WHAT YOU WILL DO =>
Reproduce the records below word for word, leaving out the pictures.

|---|

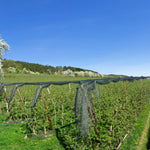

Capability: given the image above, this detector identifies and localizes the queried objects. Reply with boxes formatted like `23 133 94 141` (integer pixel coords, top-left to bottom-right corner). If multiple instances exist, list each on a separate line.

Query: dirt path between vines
137 113 150 150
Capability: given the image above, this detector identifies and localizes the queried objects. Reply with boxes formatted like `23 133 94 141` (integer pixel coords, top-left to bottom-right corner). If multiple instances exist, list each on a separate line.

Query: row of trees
2 59 98 74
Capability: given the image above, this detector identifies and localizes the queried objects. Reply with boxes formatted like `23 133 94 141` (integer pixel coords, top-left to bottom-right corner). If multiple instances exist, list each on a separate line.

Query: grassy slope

|---|

THE RESPONSE =>
Capability: given the image above, this detector identifies and localizes the queried objects. Reply with boxes formatted like `23 133 94 141` (integer pixel coords, top-left to bottom-right corner). If multiple instances exist, list each on a separate line.

Query: dirt path between vines
137 113 150 150
Capability: given the image above, this detector identifies and localizes the queried objects. Reply with boxes formatted like `23 133 94 141` (integer pixel coords, top-left to bottom-right corner). If multiple instances exist, list each on a separate line.

Query: row of trees
2 59 98 74
Capability: given the image above, this detector identifies and localizes the queried objects. Reply with boxes formatted like `23 133 94 141` (integer pixel coords, top-left to bottom-right corner). If multiple instances exist, list each on a separate line.

Query: grassy slope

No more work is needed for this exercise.